**Short task**
Repeat word for word everything from the line containing "(448,382) (no space after the comma)." to the end of the listing, first and last lines included, and only that.

**Data rows**
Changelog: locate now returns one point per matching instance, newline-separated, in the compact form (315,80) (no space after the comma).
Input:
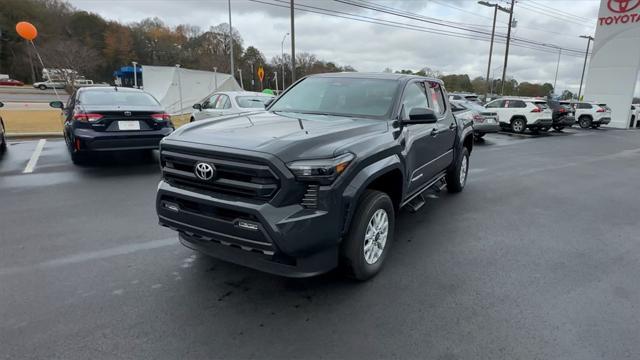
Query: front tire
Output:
(584,122)
(518,125)
(457,176)
(371,233)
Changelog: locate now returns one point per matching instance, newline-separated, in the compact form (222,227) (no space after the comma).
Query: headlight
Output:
(321,170)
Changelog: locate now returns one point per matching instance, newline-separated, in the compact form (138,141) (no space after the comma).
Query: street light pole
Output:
(215,77)
(231,40)
(293,45)
(282,54)
(135,75)
(506,52)
(584,67)
(241,83)
(495,7)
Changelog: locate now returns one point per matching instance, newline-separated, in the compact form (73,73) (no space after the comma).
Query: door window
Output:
(516,104)
(210,104)
(223,102)
(436,98)
(495,104)
(414,97)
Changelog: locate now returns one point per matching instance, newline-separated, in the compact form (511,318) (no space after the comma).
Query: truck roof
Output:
(374,75)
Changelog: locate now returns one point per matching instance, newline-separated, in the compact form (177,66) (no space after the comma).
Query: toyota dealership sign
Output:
(615,61)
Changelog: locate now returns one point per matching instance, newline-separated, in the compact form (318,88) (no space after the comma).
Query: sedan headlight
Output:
(321,170)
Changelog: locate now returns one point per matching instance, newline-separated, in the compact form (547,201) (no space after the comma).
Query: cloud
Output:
(372,47)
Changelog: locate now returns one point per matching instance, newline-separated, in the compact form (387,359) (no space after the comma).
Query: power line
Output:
(388,23)
(400,13)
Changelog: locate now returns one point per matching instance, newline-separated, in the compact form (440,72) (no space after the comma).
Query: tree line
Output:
(478,85)
(95,47)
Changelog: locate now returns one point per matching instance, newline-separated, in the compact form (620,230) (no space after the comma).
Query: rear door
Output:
(421,144)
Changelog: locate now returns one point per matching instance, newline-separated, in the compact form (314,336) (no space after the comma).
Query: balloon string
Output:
(42,63)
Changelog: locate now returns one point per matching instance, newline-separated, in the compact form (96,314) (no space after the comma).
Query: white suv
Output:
(590,114)
(519,114)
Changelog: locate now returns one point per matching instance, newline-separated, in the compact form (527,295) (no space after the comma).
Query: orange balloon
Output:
(26,30)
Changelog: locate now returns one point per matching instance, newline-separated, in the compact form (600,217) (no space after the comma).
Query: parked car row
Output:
(517,114)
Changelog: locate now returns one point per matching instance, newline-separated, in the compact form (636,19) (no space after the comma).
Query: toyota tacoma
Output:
(315,182)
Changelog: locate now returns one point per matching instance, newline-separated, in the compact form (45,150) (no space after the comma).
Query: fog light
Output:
(247,225)
(171,206)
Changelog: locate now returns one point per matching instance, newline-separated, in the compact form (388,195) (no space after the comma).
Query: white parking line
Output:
(34,157)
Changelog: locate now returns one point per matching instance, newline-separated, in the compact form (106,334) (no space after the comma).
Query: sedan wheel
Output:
(518,126)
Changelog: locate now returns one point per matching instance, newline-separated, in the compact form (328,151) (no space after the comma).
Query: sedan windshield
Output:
(252,101)
(112,97)
(355,97)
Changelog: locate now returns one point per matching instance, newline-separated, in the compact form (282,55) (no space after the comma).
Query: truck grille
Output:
(245,178)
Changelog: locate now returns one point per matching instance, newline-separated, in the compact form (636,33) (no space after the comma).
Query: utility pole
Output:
(282,55)
(495,7)
(231,41)
(584,67)
(506,52)
(135,74)
(557,69)
(293,46)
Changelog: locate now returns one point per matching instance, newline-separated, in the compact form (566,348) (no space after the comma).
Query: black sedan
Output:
(3,139)
(112,119)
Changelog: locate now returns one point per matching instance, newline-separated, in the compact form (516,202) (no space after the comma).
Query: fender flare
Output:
(362,180)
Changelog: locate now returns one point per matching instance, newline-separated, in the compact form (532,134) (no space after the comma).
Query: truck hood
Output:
(290,136)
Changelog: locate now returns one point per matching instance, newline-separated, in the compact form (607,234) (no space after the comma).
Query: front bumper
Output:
(91,140)
(565,121)
(541,123)
(289,241)
(486,128)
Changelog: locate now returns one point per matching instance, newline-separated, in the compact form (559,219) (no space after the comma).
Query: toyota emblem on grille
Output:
(204,171)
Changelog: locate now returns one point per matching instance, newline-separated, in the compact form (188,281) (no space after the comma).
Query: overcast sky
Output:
(374,47)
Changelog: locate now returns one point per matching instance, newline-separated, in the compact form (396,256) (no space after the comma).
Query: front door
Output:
(421,147)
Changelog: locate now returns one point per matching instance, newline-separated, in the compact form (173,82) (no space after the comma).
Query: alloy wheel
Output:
(375,237)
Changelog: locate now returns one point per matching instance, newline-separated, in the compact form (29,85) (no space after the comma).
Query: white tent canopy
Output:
(178,89)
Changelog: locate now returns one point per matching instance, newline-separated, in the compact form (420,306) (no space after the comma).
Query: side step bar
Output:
(437,185)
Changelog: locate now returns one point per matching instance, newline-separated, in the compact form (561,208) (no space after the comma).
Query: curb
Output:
(34,135)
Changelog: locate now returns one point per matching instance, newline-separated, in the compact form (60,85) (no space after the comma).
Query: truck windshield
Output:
(353,97)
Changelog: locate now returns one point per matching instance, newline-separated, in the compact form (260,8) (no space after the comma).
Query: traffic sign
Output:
(260,73)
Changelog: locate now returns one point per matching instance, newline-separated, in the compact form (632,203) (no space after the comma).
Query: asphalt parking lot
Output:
(537,259)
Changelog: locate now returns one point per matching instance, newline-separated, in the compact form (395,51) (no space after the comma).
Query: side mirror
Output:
(56,104)
(421,116)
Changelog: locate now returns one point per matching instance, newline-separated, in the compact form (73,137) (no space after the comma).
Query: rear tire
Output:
(366,246)
(457,175)
(518,125)
(585,122)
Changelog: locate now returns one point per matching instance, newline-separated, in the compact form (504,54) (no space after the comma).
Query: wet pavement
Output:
(537,259)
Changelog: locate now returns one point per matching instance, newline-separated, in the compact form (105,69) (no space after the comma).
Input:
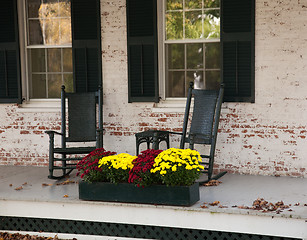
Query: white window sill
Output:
(40,105)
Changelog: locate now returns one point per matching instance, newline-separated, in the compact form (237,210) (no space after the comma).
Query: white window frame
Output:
(32,105)
(168,104)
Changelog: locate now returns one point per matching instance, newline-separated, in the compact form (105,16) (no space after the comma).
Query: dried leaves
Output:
(66,182)
(259,204)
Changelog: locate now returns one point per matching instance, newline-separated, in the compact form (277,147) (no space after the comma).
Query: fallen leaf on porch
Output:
(215,203)
(46,184)
(66,182)
(278,211)
(222,206)
(212,183)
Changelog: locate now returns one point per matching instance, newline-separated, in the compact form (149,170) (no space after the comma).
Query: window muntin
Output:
(192,52)
(49,50)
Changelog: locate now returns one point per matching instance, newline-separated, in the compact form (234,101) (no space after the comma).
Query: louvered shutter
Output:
(10,91)
(142,50)
(86,45)
(238,49)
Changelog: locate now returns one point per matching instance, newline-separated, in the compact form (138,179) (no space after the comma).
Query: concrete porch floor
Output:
(61,202)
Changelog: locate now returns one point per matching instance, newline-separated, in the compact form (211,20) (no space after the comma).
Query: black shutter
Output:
(10,91)
(142,50)
(86,45)
(238,49)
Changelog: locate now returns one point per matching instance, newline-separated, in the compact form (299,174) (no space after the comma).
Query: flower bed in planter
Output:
(154,177)
(127,192)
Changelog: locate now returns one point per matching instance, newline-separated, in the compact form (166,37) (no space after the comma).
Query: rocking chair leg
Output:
(51,156)
(216,177)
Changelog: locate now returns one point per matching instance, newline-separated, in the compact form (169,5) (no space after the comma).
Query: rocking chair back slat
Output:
(203,115)
(82,119)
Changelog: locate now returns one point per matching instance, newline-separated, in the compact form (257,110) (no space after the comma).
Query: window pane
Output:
(54,85)
(197,78)
(174,25)
(35,32)
(212,3)
(38,86)
(68,82)
(64,8)
(50,9)
(193,25)
(54,60)
(174,4)
(213,80)
(33,8)
(65,31)
(175,56)
(52,30)
(176,84)
(193,4)
(195,56)
(212,24)
(67,60)
(212,55)
(37,60)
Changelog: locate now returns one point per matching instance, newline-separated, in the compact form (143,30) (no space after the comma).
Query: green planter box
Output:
(125,192)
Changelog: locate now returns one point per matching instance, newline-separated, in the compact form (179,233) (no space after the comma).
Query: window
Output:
(49,47)
(192,45)
(207,41)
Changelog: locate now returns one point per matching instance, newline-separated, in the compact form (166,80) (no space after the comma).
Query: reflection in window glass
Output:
(49,47)
(190,19)
(174,25)
(176,84)
(54,84)
(54,60)
(176,56)
(38,88)
(193,25)
(195,55)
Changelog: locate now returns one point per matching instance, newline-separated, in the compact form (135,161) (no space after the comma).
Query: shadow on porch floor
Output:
(40,197)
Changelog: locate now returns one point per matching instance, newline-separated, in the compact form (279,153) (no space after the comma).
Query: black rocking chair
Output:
(81,123)
(203,126)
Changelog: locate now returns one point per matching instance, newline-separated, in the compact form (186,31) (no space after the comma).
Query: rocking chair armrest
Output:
(53,132)
(178,133)
(200,134)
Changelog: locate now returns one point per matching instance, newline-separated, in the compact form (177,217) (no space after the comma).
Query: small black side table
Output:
(151,136)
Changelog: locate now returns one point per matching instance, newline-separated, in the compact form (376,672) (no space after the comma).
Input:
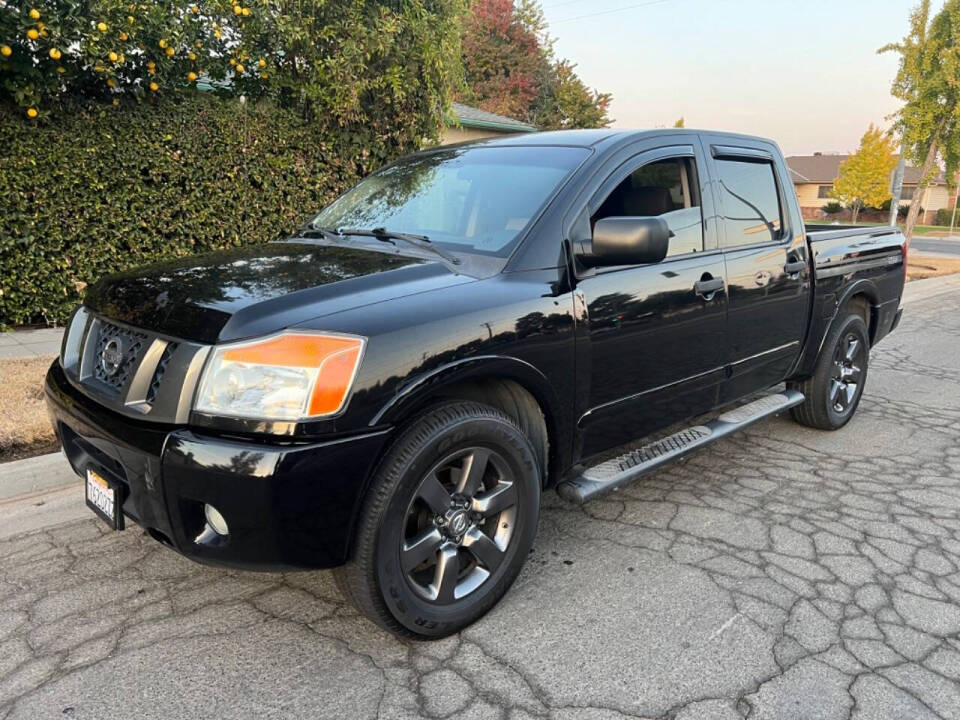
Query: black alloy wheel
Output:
(834,390)
(447,522)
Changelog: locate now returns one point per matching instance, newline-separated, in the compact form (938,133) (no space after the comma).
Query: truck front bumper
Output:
(287,506)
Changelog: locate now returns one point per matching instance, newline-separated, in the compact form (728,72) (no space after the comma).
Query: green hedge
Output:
(101,188)
(944,216)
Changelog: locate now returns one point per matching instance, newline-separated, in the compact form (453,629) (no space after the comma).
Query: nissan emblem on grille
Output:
(112,356)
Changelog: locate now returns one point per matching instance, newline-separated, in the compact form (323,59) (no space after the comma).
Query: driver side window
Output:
(666,188)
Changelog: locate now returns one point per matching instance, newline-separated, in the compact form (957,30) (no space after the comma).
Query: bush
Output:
(109,156)
(345,62)
(106,188)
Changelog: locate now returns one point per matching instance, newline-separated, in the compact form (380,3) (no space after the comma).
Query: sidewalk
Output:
(43,342)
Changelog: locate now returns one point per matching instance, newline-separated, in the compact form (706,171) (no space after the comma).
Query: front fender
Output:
(416,391)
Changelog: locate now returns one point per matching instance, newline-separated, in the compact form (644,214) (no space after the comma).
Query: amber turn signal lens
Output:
(291,376)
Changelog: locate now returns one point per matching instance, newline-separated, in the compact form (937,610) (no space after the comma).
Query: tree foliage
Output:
(928,83)
(510,68)
(863,179)
(386,67)
(108,188)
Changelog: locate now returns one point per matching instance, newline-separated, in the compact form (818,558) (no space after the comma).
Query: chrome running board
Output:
(611,474)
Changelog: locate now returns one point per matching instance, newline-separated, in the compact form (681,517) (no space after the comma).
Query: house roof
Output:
(823,169)
(467,116)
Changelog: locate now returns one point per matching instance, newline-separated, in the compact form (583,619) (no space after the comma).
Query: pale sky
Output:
(805,74)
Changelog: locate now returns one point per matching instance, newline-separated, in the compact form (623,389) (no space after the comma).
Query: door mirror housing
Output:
(628,241)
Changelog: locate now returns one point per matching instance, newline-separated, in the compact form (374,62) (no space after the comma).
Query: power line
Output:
(608,12)
(566,2)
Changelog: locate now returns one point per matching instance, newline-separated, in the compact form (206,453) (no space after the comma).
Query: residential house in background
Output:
(470,123)
(813,177)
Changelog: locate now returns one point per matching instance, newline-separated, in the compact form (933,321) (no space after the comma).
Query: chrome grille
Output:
(131,347)
(168,351)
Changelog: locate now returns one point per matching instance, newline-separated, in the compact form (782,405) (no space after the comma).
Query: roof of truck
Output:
(590,138)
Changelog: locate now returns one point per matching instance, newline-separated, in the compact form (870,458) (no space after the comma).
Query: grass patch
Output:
(25,429)
(920,267)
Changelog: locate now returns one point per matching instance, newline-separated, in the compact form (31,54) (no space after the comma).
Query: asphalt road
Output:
(784,573)
(936,245)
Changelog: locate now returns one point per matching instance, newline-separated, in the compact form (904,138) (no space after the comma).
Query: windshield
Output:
(470,199)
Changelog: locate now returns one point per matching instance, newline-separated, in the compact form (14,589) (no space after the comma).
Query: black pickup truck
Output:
(390,391)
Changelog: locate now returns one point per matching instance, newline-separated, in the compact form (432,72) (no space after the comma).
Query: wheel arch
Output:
(860,294)
(511,385)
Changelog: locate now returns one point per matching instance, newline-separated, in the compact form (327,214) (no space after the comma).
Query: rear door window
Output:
(749,202)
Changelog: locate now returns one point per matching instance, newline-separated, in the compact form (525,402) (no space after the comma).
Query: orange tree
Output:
(110,157)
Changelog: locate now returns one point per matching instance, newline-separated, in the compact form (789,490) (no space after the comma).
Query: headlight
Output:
(291,376)
(70,347)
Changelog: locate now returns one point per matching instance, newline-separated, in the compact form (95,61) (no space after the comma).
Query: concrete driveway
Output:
(784,573)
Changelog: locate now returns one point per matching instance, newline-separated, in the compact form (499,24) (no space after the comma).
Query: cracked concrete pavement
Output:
(782,573)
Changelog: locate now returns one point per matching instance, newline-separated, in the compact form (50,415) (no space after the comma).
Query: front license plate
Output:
(104,499)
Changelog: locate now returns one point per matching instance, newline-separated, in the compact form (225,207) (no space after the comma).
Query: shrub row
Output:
(102,188)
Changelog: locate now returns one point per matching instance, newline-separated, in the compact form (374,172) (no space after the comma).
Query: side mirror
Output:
(628,241)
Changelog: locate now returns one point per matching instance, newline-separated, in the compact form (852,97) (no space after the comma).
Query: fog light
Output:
(215,520)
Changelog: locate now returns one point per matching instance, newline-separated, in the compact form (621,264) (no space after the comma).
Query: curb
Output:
(931,287)
(37,474)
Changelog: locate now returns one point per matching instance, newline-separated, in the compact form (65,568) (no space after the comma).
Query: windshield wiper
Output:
(384,235)
(326,233)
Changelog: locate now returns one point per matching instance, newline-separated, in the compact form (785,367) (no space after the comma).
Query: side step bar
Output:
(612,474)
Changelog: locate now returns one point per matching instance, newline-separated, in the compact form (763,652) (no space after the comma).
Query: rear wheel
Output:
(447,523)
(834,391)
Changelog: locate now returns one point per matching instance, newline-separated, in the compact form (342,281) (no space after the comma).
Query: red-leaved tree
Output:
(510,69)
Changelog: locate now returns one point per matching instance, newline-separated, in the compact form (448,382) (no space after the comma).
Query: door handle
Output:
(707,286)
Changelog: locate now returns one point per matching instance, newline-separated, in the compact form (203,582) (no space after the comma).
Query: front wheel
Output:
(447,523)
(834,391)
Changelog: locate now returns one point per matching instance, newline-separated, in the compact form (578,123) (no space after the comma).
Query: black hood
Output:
(256,290)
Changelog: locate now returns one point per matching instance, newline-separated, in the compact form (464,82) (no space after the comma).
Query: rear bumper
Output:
(287,506)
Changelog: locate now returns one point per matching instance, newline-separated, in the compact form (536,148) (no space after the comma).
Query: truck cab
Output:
(389,391)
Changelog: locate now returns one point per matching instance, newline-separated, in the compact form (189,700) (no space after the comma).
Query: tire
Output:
(834,390)
(446,524)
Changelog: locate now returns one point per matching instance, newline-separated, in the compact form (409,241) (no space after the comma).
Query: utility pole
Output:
(896,189)
(956,197)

**Solution to this task**
Changelog: locate now returns one point per matching instance, newline-separated, in the compact form (448,382) (no space after the comma).
Query: door handle
Output:
(707,286)
Changelog: locate now returns one point per matching instance, newline-separated, in the compact form (203,582) (no space after the comma).
Query: front wheel
Output:
(447,523)
(834,391)
Changelog: locate now returns one point per matching instance, newline-separated, in the compact form (578,123) (no space after the comma).
Query: black hood
Output:
(256,290)
Changelog: locate now returns one point per matching instance, newline-separated, in the compact form (464,82) (no space after the comma).
Query: rear bumper
Output:
(287,506)
Changelog: locate now returns one point per matching instance, newline-separated, in the compact form (536,148) (no space after the comma).
Query: truck cab
Output:
(389,391)
Changelog: locate now returns one point per matching instance, newline-separated, in the compact form (189,700) (no space after the comma).
Query: tire
Output:
(834,390)
(446,524)
Changelog: locate now returns one point per matching instance, newline-separated, in the compact form (409,241) (no space after the comma).
Query: utility pole
Output:
(896,189)
(956,197)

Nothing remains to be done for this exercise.